Extrait —
********************

Les lettres les plus gracieuses s’échangent entre Hélène et son beau-père. Dans l’une d’elles, la comtesse demande des détails sur Sidonie et insiste pour que le prince vienne les rejoindre l’hiver à Paris. Il lui répond d’une façon charmante, ne manquant pas une petite allusion malicieuse au caractère de sa femme qui a été pour Sidonie une bonne école.


« Vienne, le 1 mai 1807.


» Votre lettre, chère belle-fille (car il me paraît que c’est comme la prêtrise un titre ineffaçable), nous a tous pénétrés de tendresse et de reconnaissance. Sidonie en est aux anges et Christine y a vu tant de délicatesse et de bonté par vos recherches de ses amies, et de tout ce qui peut la toucher, ainsi que de votre passage à Tœplitz qui nous a fait pleurer tous les deux, que je ne puis assez vous exprimer tous ces différents sentiments.

********************

Extrait du jeu de données:
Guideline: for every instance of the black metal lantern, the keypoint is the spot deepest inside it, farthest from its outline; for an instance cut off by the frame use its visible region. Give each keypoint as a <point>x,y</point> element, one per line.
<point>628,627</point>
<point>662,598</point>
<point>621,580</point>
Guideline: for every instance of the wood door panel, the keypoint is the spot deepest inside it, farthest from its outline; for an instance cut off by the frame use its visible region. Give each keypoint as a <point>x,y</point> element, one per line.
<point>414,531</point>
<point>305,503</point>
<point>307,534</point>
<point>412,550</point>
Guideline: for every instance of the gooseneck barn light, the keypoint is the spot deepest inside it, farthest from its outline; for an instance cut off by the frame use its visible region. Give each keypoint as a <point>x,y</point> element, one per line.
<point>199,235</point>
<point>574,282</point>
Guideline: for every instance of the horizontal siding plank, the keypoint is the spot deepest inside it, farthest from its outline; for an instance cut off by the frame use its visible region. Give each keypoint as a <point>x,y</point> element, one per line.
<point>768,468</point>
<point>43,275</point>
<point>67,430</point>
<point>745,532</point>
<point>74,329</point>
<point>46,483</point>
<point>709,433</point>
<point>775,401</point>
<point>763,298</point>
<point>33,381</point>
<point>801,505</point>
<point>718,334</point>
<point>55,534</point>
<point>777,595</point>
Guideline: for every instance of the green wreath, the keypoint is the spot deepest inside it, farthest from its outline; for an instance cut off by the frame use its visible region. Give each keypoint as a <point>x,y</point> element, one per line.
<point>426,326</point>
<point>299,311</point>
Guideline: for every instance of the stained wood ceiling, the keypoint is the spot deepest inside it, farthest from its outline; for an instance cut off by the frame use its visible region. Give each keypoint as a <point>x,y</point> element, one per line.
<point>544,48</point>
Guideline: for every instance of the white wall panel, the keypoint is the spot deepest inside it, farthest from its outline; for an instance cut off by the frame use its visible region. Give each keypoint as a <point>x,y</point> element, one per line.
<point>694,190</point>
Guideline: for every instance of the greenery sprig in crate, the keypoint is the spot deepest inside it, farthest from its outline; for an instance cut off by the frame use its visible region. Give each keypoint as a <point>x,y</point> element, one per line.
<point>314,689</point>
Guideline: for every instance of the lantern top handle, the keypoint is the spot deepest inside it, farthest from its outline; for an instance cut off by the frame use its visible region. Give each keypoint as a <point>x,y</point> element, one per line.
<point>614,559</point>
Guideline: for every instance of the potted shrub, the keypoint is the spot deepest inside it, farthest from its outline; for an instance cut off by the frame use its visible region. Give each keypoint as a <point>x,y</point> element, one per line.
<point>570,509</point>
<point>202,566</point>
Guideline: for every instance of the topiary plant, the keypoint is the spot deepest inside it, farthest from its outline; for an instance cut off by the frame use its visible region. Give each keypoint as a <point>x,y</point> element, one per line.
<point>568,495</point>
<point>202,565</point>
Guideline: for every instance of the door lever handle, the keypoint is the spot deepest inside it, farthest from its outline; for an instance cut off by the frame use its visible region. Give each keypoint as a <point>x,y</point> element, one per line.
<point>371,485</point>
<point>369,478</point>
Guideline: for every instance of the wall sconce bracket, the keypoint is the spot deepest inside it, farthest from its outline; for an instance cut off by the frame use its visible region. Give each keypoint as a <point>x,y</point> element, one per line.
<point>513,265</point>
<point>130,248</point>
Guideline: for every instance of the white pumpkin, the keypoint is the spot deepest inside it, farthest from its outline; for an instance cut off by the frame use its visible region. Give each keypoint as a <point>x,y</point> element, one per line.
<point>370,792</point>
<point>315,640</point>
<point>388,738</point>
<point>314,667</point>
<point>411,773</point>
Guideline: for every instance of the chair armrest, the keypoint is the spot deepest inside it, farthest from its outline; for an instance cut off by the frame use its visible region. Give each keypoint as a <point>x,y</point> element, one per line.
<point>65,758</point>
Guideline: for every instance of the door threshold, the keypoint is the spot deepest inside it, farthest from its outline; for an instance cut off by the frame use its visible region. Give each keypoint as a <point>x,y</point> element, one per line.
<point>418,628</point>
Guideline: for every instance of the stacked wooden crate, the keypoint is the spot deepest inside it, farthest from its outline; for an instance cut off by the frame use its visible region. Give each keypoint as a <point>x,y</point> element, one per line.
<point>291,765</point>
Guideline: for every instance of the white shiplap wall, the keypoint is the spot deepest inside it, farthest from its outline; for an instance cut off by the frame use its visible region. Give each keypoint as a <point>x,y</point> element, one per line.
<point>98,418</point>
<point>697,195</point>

********************

Consignes —
(1) Répondez à ces questions d'après l'extrait :
(a) Entre quelles personnes s'échangent les lettres ?
(b) De quelle ville et de quelle date la lettre est-elle datée ?
(c) Dans quelle localité le passage de la destinataire les a-t-il fait pleurer tous les deux ?
(2) Restituez mot pour mot le passage de l'extrait qui va de « Les lettres les » jusqu'à « ces différents sentiments. » inclus.
(3) Relevez tous les prénoms de personnes qui figurent dans l'extrait.

Réponses dans l'ordre —
(1)
(a) Entre Hélène et son beau-père.
(b) De Vienne, le 1 mai 1807.
(c) À Tœplitz.

(2)
Les lettres les plus gracieuses s’échangent entre Hélène et son beau-père. Dans l’une d’elles, la comtesse demande des détails sur Sidonie et insiste pour que le prince vienne les rejoindre l’hiver à Paris. Il lui répond d’une façon charmante, ne manquant pas une petite allusion malicieuse au caractère de sa femme qui a été pour Sidonie une bonne école.


« Vienne, le 1 mai 1807.


» Votre lettre, chère belle-fille (car il me paraît que c’est comme la prêtrise un titre ineffaçable), nous a tous pénétrés de tendresse et de reconnaissance. Sidonie en est aux anges et Christine y a vu tant de délicatesse et de bonté par vos recherches de ses amies, et de tout ce qui peut la toucher, ainsi que de votre passage à Tœplitz qui nous a fait pleurer tous les deux, que je ne puis assez vous exprimer tous ces différents sentiments.

(3) Hélène, Sidonie, Christine